▶ _Die Aufgabe_:
Zieh aus den Zeilen unten jede heraus, in der das Wort „patio“ steht.

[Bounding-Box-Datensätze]
::::
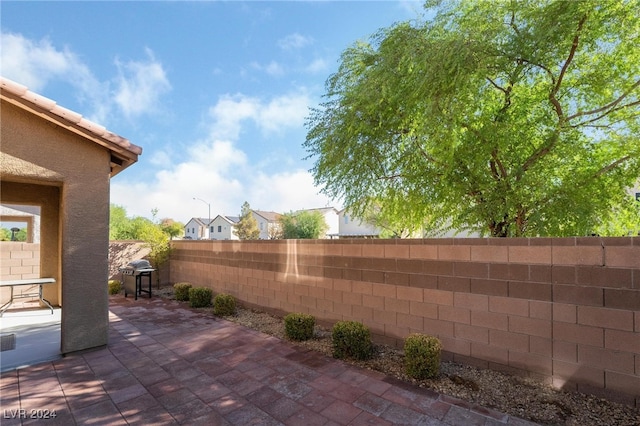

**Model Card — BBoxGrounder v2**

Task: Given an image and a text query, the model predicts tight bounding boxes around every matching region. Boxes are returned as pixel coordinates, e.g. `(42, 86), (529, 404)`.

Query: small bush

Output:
(284, 313), (316, 340)
(213, 293), (236, 317)
(109, 280), (122, 294)
(189, 287), (213, 308)
(173, 283), (192, 302)
(404, 333), (442, 379)
(332, 321), (373, 360)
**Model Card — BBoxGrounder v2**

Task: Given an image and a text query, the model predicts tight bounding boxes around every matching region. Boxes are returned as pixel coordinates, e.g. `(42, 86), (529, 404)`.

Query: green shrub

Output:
(109, 280), (122, 294)
(404, 333), (442, 379)
(213, 293), (236, 317)
(332, 321), (373, 360)
(189, 287), (213, 308)
(173, 283), (192, 302)
(284, 313), (316, 340)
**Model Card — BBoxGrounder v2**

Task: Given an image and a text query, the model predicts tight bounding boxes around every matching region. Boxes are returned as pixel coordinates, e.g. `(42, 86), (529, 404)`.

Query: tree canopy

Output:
(305, 0), (640, 236)
(235, 201), (260, 240)
(280, 210), (329, 239)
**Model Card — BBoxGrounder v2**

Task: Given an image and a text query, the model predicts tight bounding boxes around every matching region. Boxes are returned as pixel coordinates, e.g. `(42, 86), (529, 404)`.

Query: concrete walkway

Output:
(0, 296), (533, 426)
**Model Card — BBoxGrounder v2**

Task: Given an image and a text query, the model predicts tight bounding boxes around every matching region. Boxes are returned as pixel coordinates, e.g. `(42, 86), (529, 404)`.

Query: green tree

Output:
(235, 201), (260, 240)
(305, 0), (640, 236)
(109, 204), (134, 241)
(280, 210), (329, 239)
(139, 221), (171, 288)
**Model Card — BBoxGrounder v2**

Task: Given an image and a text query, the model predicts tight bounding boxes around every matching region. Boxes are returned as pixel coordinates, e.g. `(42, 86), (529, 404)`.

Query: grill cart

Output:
(120, 259), (155, 300)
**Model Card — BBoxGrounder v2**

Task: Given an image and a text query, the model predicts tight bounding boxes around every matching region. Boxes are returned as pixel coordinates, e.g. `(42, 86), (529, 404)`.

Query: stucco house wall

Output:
(0, 78), (142, 353)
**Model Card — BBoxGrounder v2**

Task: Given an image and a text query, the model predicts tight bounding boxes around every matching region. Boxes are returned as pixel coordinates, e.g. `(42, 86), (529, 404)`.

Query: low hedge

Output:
(284, 313), (316, 341)
(189, 287), (213, 308)
(213, 293), (236, 317)
(404, 333), (442, 379)
(173, 283), (193, 302)
(332, 321), (373, 360)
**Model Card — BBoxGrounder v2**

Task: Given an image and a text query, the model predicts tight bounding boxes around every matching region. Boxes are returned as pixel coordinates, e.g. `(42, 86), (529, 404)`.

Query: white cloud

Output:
(111, 90), (330, 223)
(251, 61), (285, 77)
(305, 59), (329, 74)
(256, 92), (311, 133)
(0, 32), (96, 92)
(249, 169), (334, 213)
(209, 90), (311, 140)
(114, 49), (171, 117)
(0, 32), (171, 125)
(278, 33), (313, 50)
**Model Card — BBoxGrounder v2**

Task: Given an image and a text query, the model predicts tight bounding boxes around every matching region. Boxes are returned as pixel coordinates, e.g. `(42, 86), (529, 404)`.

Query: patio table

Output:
(0, 278), (56, 317)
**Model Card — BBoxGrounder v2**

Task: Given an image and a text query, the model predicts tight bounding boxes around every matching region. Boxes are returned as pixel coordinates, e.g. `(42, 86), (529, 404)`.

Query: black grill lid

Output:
(127, 259), (151, 269)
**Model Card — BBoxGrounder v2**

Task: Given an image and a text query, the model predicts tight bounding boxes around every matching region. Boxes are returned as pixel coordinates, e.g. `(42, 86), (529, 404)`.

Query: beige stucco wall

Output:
(0, 102), (110, 353)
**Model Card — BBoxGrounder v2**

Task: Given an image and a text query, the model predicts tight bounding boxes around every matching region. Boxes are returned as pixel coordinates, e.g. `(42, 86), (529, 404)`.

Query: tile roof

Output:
(253, 210), (282, 222)
(0, 76), (142, 176)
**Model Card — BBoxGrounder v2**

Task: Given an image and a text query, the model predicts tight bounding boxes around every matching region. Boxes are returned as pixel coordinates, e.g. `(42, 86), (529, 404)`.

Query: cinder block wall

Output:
(170, 237), (640, 406)
(0, 241), (40, 280)
(0, 241), (40, 303)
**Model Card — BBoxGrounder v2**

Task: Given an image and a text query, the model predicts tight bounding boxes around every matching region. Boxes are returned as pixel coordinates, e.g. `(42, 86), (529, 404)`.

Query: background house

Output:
(298, 207), (340, 238)
(251, 210), (281, 240)
(0, 204), (40, 244)
(184, 217), (211, 240)
(209, 214), (240, 240)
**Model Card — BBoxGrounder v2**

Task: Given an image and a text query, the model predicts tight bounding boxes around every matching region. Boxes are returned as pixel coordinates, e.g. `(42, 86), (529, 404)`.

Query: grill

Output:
(120, 259), (155, 300)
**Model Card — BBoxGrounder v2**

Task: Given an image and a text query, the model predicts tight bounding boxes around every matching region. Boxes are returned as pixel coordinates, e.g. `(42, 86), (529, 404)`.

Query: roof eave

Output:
(0, 77), (142, 177)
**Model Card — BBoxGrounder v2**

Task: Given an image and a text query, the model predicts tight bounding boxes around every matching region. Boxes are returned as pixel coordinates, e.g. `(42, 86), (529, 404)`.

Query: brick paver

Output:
(0, 296), (533, 426)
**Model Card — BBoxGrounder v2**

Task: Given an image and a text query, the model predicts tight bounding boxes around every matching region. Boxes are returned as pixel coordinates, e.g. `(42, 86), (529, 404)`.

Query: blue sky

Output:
(0, 1), (430, 223)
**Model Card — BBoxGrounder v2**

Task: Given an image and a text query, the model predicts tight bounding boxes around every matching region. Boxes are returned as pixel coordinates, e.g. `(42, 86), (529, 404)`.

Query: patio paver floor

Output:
(0, 295), (534, 426)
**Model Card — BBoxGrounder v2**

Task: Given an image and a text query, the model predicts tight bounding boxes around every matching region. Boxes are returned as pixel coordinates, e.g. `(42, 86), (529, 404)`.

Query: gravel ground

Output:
(154, 287), (640, 426)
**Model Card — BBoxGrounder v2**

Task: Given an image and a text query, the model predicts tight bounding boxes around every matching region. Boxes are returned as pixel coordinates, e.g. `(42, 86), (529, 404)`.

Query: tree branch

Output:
(549, 15), (587, 121)
(567, 80), (640, 123)
(593, 155), (631, 177)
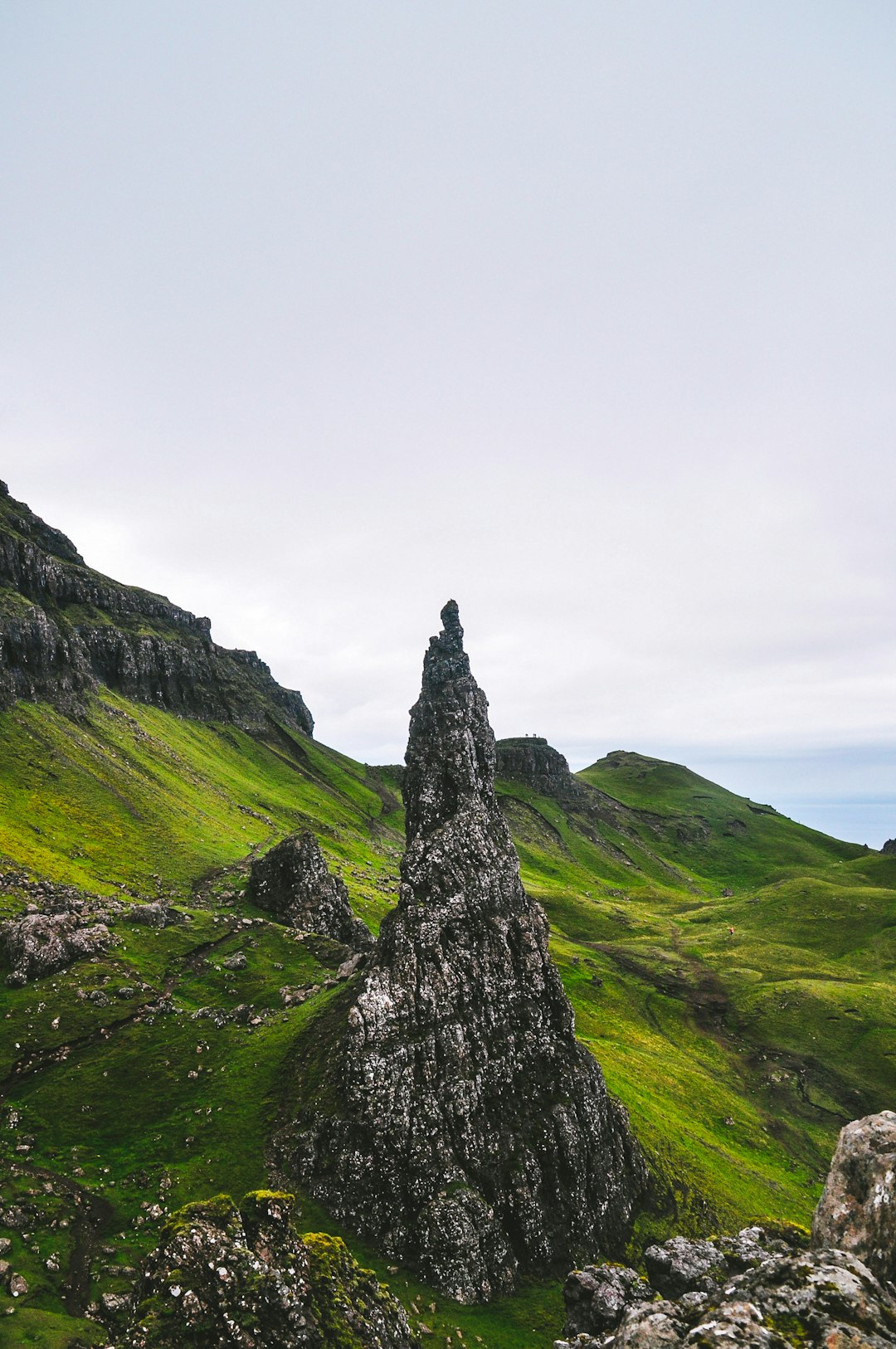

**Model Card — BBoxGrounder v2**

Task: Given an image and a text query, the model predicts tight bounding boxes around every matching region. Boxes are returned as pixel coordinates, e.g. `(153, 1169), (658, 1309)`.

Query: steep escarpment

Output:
(495, 735), (588, 801)
(280, 601), (646, 1302)
(0, 483), (314, 735)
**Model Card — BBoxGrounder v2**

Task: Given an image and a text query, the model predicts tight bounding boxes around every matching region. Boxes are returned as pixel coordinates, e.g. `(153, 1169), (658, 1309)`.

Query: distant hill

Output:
(0, 492), (896, 1349)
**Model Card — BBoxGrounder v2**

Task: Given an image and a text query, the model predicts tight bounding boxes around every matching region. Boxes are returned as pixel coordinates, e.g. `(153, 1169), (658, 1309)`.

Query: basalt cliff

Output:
(280, 601), (646, 1302)
(0, 483), (314, 735)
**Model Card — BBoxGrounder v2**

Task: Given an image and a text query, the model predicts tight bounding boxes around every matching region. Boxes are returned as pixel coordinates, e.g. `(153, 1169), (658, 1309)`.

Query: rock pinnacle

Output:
(280, 601), (645, 1302)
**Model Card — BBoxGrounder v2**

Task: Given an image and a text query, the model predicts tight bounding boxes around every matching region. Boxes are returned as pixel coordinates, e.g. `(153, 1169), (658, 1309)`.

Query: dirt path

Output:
(0, 925), (239, 1101)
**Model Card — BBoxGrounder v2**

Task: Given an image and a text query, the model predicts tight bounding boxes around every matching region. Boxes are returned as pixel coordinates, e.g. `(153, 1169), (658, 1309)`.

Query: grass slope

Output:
(0, 712), (896, 1349)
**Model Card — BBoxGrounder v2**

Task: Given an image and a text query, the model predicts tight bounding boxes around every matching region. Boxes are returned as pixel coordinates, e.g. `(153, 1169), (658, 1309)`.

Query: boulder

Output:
(0, 913), (114, 987)
(812, 1110), (896, 1283)
(562, 1264), (655, 1337)
(247, 832), (374, 951)
(116, 1190), (417, 1349)
(554, 1248), (896, 1349)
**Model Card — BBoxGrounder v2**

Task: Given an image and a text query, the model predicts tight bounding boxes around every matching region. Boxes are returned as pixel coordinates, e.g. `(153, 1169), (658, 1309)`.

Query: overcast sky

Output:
(0, 0), (896, 846)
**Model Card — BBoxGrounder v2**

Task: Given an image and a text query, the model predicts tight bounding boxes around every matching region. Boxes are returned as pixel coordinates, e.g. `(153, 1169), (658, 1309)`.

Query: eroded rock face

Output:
(562, 1264), (655, 1338)
(0, 492), (314, 735)
(495, 735), (587, 801)
(554, 1239), (896, 1349)
(0, 913), (114, 987)
(124, 1191), (417, 1349)
(285, 601), (646, 1302)
(248, 834), (374, 951)
(812, 1110), (896, 1283)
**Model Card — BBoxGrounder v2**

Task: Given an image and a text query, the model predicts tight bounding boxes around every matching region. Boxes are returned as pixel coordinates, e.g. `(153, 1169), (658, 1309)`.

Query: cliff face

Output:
(285, 601), (646, 1302)
(0, 483), (314, 735)
(495, 735), (588, 801)
(247, 831), (374, 951)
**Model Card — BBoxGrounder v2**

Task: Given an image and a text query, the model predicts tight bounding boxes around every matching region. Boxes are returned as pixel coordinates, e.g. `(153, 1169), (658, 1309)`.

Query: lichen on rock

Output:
(0, 913), (114, 986)
(124, 1190), (416, 1349)
(554, 1228), (896, 1349)
(812, 1110), (896, 1283)
(247, 832), (374, 951)
(280, 601), (646, 1302)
::::
▶ _Schriftliche Lösung_:
Query: patio table
Query: patio paver floor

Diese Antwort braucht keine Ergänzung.